Output the listing below exactly, minus its images.

★ ★ ★ ★ ★ ★ ★

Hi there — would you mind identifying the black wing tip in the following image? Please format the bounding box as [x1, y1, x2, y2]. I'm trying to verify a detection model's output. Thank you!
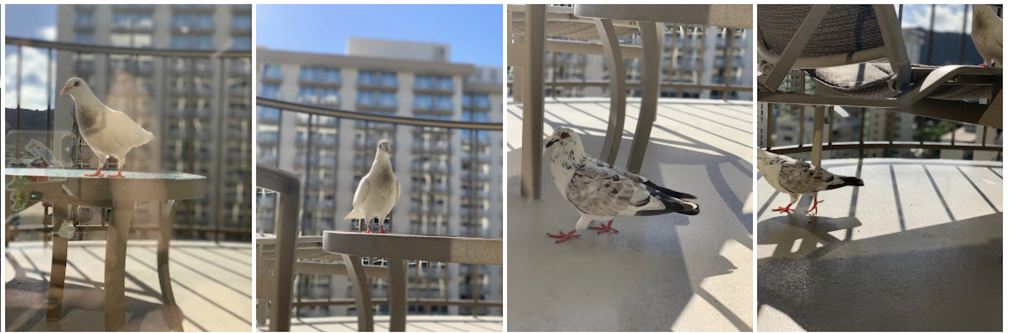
[844, 176, 865, 186]
[644, 180, 698, 200]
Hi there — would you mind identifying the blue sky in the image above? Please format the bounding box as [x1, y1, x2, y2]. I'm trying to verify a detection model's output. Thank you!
[256, 4, 502, 67]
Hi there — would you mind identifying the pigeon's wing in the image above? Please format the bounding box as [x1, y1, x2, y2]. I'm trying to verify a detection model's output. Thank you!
[565, 160, 653, 217]
[352, 176, 371, 210]
[778, 159, 835, 194]
[393, 175, 401, 205]
[106, 109, 154, 150]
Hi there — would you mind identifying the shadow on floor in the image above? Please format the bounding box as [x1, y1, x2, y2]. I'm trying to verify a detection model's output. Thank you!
[757, 212, 1002, 331]
[5, 277, 175, 331]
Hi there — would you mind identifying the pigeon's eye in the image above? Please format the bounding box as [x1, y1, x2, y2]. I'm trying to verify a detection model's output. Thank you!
[74, 81, 80, 87]
[560, 133, 569, 139]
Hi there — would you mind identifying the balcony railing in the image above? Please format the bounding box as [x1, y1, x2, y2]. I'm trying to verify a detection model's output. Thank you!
[5, 36, 253, 242]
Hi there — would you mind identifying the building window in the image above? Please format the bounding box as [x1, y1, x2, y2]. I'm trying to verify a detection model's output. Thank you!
[75, 33, 95, 45]
[414, 75, 432, 90]
[232, 14, 252, 30]
[434, 76, 453, 91]
[260, 84, 280, 99]
[413, 94, 432, 110]
[262, 64, 282, 80]
[75, 11, 94, 28]
[230, 36, 251, 50]
[433, 96, 452, 111]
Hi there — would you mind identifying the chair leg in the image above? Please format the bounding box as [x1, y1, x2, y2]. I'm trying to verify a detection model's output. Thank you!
[594, 18, 626, 165]
[628, 21, 662, 173]
[255, 244, 267, 327]
[520, 4, 547, 200]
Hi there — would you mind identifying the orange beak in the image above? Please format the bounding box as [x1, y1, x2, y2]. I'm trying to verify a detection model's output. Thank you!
[60, 87, 69, 95]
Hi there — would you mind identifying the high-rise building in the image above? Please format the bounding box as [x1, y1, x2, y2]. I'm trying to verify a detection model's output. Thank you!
[255, 38, 503, 317]
[55, 4, 253, 240]
[535, 19, 754, 101]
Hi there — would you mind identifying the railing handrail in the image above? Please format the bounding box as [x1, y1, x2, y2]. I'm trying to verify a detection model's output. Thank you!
[5, 36, 252, 58]
[257, 97, 503, 131]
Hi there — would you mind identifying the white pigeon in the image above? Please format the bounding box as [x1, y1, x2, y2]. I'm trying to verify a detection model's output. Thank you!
[60, 77, 154, 178]
[756, 147, 864, 215]
[344, 140, 400, 233]
[972, 4, 1002, 67]
[545, 128, 699, 243]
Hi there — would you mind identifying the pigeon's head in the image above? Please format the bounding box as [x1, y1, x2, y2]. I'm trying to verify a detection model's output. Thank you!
[546, 127, 580, 149]
[60, 77, 91, 97]
[377, 140, 391, 155]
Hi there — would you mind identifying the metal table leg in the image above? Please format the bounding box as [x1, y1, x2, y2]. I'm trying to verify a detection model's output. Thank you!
[105, 201, 135, 331]
[157, 200, 184, 331]
[388, 259, 408, 332]
[594, 18, 626, 165]
[342, 254, 374, 332]
[627, 21, 662, 173]
[47, 205, 70, 324]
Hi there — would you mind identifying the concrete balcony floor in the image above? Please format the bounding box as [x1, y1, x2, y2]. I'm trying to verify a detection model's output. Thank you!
[257, 316, 503, 332]
[5, 240, 252, 331]
[506, 98, 755, 331]
[756, 158, 1002, 331]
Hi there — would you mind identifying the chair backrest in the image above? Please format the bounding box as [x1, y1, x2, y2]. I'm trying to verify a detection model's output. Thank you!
[256, 164, 301, 332]
[757, 5, 910, 92]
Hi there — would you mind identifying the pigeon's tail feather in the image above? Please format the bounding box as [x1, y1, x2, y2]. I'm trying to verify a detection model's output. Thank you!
[343, 209, 364, 220]
[827, 176, 864, 190]
[644, 181, 698, 200]
[635, 198, 699, 216]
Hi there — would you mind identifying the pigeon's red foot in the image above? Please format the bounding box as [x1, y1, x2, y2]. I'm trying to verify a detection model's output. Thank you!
[589, 220, 619, 234]
[362, 225, 373, 234]
[82, 171, 104, 177]
[772, 203, 795, 214]
[106, 169, 125, 178]
[806, 200, 824, 215]
[379, 224, 389, 234]
[547, 229, 581, 244]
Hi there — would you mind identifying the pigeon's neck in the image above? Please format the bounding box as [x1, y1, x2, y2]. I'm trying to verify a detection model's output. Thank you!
[370, 152, 392, 172]
[70, 91, 104, 114]
[551, 142, 587, 170]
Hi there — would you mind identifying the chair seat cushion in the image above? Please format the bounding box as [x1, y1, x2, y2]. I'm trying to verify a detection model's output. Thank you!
[806, 63, 994, 101]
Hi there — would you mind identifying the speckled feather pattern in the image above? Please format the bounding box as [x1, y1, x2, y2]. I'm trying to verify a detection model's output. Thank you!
[566, 159, 650, 216]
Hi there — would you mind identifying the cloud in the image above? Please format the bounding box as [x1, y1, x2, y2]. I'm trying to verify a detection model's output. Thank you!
[4, 25, 57, 110]
[899, 4, 973, 33]
[37, 25, 57, 41]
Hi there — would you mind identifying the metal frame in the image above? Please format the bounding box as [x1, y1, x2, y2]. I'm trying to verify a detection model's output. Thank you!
[256, 165, 301, 332]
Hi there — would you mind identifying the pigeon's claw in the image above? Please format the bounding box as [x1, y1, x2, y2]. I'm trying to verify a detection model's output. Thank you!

★ ★ ★ ★ ★ ★ ★

> [RESPONSE AREA]:
Hi there — would you mind identifying the black wing tip in the following image? Please format the bounding box as [x1, y1, x2, y2]. I'm trying to verify a detection model's output. Thank you!
[844, 176, 865, 186]
[644, 180, 698, 200]
Hi there — would you mind identifying the blue sky in the image above? Please format the bounding box as [x1, y1, x2, y2]. I'm trying to verify a detection model's output. Thank you!
[256, 4, 502, 67]
Hi there — would you mind identifying the pigeon's wing in the image above? Please format the bounding box as [x1, y1, x2, y2]. I'm trying to verify a detection model's output. Thank you!
[565, 160, 653, 217]
[352, 176, 371, 210]
[778, 159, 835, 194]
[393, 175, 401, 205]
[106, 109, 154, 150]
Hi there — would you mind identifying the shadow on floor in the image above? Please format the bounding box as [x1, y1, x2, y2]. I'm trying to verify a detection model's output. Thank you!
[757, 212, 1002, 331]
[5, 277, 175, 331]
Hi there — would you mind identifying the pigeon's eye in the image above? Please format the bounding box as [x1, y1, x2, y2]. I'm trying to verify a detection model's output. Thank you!
[74, 81, 80, 87]
[560, 133, 569, 139]
Hi there — would you mind identifying the balcony railing in the image above? Please format the bounding box as [x1, y1, x2, y2]. I'm trying to verify a detection model's output. Thank you!
[5, 36, 253, 242]
Hi there — would you mind identifying the building window in the image above? Please format the bounding box as [x1, y1, x2, y2]. I'm trying to verify a detection model's output. Thank you!
[75, 33, 95, 45]
[414, 75, 432, 90]
[232, 14, 252, 30]
[434, 76, 453, 91]
[260, 84, 280, 99]
[413, 94, 432, 110]
[262, 64, 282, 80]
[75, 11, 94, 28]
[230, 36, 251, 50]
[433, 96, 452, 111]
Hi there — would you mind identifying the chair leg in the image above? Please format the bounding box as [x1, y1, x2, y2]. I'm trying to verify a detection model's output. Thank you!
[594, 18, 626, 165]
[628, 21, 662, 173]
[255, 244, 267, 327]
[520, 4, 547, 200]
Hi there — would you mind identifying the orange beak in the image above? Please format the bounding box as [x1, y1, x2, y2]. I'm trying to verify a detection model's output. Thank you!
[60, 87, 69, 95]
Hi there — would you mind identifying the high-rise building in the image above? Please format the bounding box as [x1, y1, x2, y2]. I'm trying to verify a detection model's output. Thank you!
[255, 38, 503, 317]
[55, 4, 253, 240]
[535, 19, 754, 101]
Hi there — would you mind identifying the railing handrail in the image above? Please format the bounding box as [x1, y1, x2, y2]. I'm trying to verify a detection model's output. Thank you!
[5, 36, 252, 58]
[257, 97, 503, 131]
Hi there — would you mind identifying the white pigeon in the image above? Please format the bounding box as [x1, y1, x2, y2]. I'm trying to verify a detection model's output. Thank you!
[60, 77, 154, 178]
[756, 147, 864, 215]
[344, 140, 400, 233]
[972, 4, 1002, 67]
[545, 128, 699, 243]
Hi there — would you mind identifying the pigeon's head in the image above? Please format the bounding box as [x1, y1, x2, y2]. I'm trying to verify a detection model's output. Thank you!
[546, 127, 580, 149]
[60, 77, 91, 97]
[377, 140, 391, 155]
Hi there — would you mind identifying the metal table leg in the image above? Please format the bounding box as [x1, y1, x2, y2]. I'm trying to verify a detection model's output. Thank you!
[105, 201, 135, 331]
[157, 200, 184, 331]
[388, 259, 408, 332]
[594, 18, 626, 165]
[342, 254, 374, 332]
[627, 21, 662, 173]
[47, 205, 70, 324]
Hi there — would you mind identifying the concrete balcony floor in the image above? Please format the bounding box as [x1, y1, x2, y2]. I'm trying to verify a detection model's output. Thank you!
[257, 316, 503, 332]
[5, 240, 252, 331]
[506, 98, 755, 331]
[756, 158, 1002, 331]
Hi there — would you mind identifying the chair backrest in the image above? Please format the bounding box as [x1, y1, x2, y2]. I'm trying to verify a detection model's output. Thank you!
[256, 164, 301, 332]
[757, 5, 910, 92]
Hi there — would you mind identifying the pigeon's tail feather in the image above? Please format the bounding box as [x1, y1, x2, y2]. I'm trying to verify a detection model's output. Thank you!
[343, 209, 364, 220]
[827, 176, 864, 190]
[644, 181, 698, 200]
[635, 198, 699, 216]
Hi there — would you mind identifying the pigeon's red foot in the image above? Please format the bounding box as [x1, y1, x2, y2]. I'm trying to verify a detection model's output. Thank you!
[589, 220, 619, 234]
[362, 225, 373, 234]
[82, 171, 104, 177]
[772, 203, 795, 214]
[106, 169, 125, 178]
[806, 200, 824, 215]
[379, 224, 389, 234]
[547, 229, 581, 244]
Hi there — would you mind identifying the pigeon's neck in the image above? Please format the bounding box as [x1, y1, x2, y2]. I'm trying to verify a detection model's output. Thank you!
[370, 152, 392, 172]
[70, 91, 104, 114]
[551, 142, 587, 170]
Hi there — would you mind identifying the chair seat cushion in the image above? Please format the bounding box as [x1, y1, x2, y2]. I'm trying to verify a detection model's output. Thank you!
[806, 63, 994, 101]
Hi there — would you mind identifying the speckled feather pattern in the image above? Please format the bounding box as [x1, y1, x2, y2]. I'm trying to verify a detection model's output. Thank you!
[566, 159, 650, 216]
Hi there — would you mind identifying the cloud in the image above? Please format the bounding box as [x1, y1, x2, y2]. I'm trying to verify a detection model's output. Thank you!
[4, 25, 57, 110]
[899, 4, 973, 33]
[37, 25, 57, 41]
Hi there — would you mind identifying the metal frame in the image above? Please format the bounding box as [x1, y1, x2, y2]. I'm trying to verify a detection model's output. Thank you!
[256, 165, 301, 332]
Hi there — would you mind identifying the pigeon's claw in the image above? Please format the bounding box as [x1, y1, x2, y2]. I'm trying to verify a detection model's output. Thank you!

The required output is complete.